## [Trecho do texto]
<<<<

Saturday, March 31, 2007

Antecipação

Era um domingo, como tantos outros, família reunida na casa de meus pais: os próprios, as três filhas, genros e netos. O único filho varão morava nesse tempo no interior, e por isso raramente estava presente nessas reuniões de domingo com a respectiva família.
Já havíamos almoçado, comida de restaurante, pois era folga da empregada e nossa mãe, que tudo dirigia, como um maestro à frente de sua orquestra, já havia nos convocado para arrumar a cozinha. E o fizemos, trabalhando como formiguinhas...
De vez em quando uma criança se aproximava:
- Vó, tem uma balinha?
- Na gaveta do armário, meu filho, pode pegar, mas ofereça para os outros também.
Eu e minhas irmãs não éramos radicais e entendíamos o carinho da avó. Naqueles dias podia tudo: refrigerantes, balas, um tanto de travessura, que sempre terminava com a intervenção do avô, tido como bravo, ou dos pais, zelando para que não perturbassem demais o sossego dos avós, já com certa idade. Primos reunidos nos domingos... O que esperar?
Depois da cozinha arrumada, era ficar na sala de estar com um olho no jornal, outro nas crianças, nos distraindo em boa companhia .
Na hora do cafezinho, púnhamos a conversa em dia.Quando terá sido o diálogo que se segue?
- Estou tendo aulas de piano com a vizinha, diz Helina
- Mãe, não me acostumo no apartamento novo. Me sinto como numa gaiola de ouro( agora é a vez da Cecília).
- O Jorge Alberto tem talento para a música e gosta de ouvir comigo os clássicos (mamãe falando)

>>>>

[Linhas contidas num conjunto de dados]

<<<<

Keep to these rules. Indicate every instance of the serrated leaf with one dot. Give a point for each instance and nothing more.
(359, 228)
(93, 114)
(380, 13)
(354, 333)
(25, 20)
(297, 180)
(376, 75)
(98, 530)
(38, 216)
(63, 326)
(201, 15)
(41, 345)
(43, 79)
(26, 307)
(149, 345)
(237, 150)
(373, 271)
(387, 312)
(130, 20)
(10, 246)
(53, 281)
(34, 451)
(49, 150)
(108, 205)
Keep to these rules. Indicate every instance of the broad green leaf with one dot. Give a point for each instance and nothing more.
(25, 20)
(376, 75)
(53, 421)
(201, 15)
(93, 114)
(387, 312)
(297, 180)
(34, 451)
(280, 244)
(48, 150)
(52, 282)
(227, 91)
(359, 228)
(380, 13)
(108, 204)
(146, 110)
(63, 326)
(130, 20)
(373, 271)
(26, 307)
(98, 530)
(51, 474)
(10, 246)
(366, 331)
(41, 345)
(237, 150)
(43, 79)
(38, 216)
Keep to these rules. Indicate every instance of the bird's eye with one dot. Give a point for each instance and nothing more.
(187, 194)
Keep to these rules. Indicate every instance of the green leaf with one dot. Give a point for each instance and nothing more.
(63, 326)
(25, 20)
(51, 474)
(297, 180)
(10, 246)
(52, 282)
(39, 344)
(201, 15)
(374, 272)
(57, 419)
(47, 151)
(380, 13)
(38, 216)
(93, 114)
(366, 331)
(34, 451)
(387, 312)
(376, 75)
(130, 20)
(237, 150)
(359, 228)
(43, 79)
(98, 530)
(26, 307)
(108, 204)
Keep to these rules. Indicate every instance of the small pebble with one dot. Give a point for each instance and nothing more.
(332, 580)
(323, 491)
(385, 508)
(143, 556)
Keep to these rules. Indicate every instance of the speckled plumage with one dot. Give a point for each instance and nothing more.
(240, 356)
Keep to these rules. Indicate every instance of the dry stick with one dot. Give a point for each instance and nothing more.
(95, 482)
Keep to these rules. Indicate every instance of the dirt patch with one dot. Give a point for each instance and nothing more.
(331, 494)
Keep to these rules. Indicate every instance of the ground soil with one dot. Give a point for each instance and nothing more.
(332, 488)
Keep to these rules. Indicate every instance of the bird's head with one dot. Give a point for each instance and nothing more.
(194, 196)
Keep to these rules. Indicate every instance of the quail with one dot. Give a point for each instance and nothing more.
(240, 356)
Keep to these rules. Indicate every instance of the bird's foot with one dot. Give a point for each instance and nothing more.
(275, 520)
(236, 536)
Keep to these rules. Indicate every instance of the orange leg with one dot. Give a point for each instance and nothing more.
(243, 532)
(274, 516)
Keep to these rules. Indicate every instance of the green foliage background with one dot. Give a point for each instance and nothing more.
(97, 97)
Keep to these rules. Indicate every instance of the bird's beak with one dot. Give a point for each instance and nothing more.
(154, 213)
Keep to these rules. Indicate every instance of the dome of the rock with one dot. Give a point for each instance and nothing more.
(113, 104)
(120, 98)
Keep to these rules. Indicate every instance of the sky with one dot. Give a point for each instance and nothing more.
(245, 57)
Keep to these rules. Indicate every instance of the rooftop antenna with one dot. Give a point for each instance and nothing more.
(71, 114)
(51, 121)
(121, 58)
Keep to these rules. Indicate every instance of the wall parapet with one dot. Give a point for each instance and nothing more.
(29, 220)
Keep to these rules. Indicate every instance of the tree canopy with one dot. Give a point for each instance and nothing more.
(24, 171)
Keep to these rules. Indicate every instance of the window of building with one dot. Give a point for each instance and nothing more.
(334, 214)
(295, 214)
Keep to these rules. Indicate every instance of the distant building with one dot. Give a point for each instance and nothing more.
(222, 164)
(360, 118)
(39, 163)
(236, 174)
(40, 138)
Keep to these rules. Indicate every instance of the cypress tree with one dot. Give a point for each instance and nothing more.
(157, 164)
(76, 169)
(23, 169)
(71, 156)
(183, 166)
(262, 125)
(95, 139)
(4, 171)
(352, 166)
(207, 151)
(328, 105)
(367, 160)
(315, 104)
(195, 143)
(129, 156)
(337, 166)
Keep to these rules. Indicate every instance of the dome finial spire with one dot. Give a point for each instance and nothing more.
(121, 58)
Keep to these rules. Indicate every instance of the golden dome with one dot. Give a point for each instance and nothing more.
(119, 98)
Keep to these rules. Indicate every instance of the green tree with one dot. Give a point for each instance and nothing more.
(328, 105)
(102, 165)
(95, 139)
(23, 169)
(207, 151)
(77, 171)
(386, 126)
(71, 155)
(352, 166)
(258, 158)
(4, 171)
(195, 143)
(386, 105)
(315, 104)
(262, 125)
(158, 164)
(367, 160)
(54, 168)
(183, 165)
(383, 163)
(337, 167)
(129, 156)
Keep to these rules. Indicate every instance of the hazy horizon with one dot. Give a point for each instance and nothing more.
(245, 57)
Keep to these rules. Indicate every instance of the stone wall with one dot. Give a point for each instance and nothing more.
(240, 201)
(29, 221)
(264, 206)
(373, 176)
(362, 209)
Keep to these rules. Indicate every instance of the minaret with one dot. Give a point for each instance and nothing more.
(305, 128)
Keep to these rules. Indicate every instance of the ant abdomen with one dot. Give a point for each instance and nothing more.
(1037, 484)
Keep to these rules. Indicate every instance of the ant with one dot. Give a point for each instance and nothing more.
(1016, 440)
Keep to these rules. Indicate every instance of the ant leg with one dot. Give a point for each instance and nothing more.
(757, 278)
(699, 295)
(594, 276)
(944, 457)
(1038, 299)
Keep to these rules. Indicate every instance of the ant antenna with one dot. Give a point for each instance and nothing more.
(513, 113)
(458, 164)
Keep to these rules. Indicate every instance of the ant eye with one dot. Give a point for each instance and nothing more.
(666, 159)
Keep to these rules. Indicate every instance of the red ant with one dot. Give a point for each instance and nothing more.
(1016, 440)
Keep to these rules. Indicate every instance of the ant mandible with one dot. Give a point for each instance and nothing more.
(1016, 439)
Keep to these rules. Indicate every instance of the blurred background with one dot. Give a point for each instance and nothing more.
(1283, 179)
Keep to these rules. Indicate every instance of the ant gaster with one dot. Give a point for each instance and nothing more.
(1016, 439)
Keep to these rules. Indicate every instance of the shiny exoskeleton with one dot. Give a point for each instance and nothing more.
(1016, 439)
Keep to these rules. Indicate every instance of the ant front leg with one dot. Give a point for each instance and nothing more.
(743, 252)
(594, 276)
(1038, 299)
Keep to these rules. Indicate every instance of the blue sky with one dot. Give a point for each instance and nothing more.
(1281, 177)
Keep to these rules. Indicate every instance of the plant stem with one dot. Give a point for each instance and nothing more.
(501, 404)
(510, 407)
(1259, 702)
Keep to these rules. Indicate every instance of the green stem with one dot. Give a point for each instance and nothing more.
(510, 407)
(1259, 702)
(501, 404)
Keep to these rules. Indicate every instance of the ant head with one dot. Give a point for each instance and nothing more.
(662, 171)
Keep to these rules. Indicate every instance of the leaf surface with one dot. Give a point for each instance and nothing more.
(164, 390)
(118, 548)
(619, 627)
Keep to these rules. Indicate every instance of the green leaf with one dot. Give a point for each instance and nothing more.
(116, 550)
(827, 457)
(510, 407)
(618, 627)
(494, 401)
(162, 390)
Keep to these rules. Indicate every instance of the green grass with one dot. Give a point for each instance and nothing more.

>>>>

## [Trabalho proposto]
a: Resuma em duas frases o relato do domingo em família na casa dos pais.
b: Prossiga o relato do domingo em família a partir da última fala mostrada.
Essas linhas não têm nenhuma relação com o que se pede aqui.

## [Resultados esperados]
a: Num domingo como tantos outros, a família se reunia na casa dos pais, almoçava comida de restaurante por ser folga da empregada e, convocada pela mãe, arrumava a cozinha, enquanto os netos pediam balas à avó, que as deixava pegar. Depois, todos ficavam na sala de estar, de olho no jornal e nas crianças, e na hora do cafezinho punham a conversa em dia.

b:
- Cecília, a Carolina precisa aparar os cabelos. Está uma Maria Madalena...(ainda ela)
E por aí ia...
Às vezes o barulho das crianças se tornava insuportável, devido ao brinquedo da moda, o velotrol, que todas tinham e ficavam guardados na garagem da casa. Que fazer se em nossos apartamentos não havia espaço para eles?
Eram assim nossos domingos e não nos ocorria vivê-los de forma diferente. Para o cinema, teatro, encontro com amigos, havia todos os outros dias...
Naquele domingo, acima referido, estava eu ensimesmada, mais observando do que participando do movimento da casa, tudo vendo como um filme, quando me baixou uma tristeza infinita, consciência aguda da transitoriedade da vida. Até quando teríamos esses domingos? O tempo por certo tudo modificaria: meus pais tinham idade, quanto mais viveriam? As crianças cresceriam e não mais se conformariam com essa rotina. E nós, nossa saúde, harmonia, nada era garantido.
Contive as lágrimas fui para o lavabo e lá as deixei rolar livremente.
Depois:
- Cecília, você chorou? Seus olhos estão vermelhos.
- Não, mãe, por que motivo?
Para que angustiá-la com uma dor, que poderia lhe ocorrer a qualquer momento, mas que naquele instante era minha? Para que desassossegar os que tanto amava falando de finitude, mudanças indesejáveis, mas inevitáveis, da dor no peito, da pontada?
Acho que atribuí a vermelhidão do olhos às minhas lentes, ou a algum pequeno desentendimento durante a semana que findara.
Não sei se os enganei. Eu era mesmo tida como sensível, “manteiga derretida”...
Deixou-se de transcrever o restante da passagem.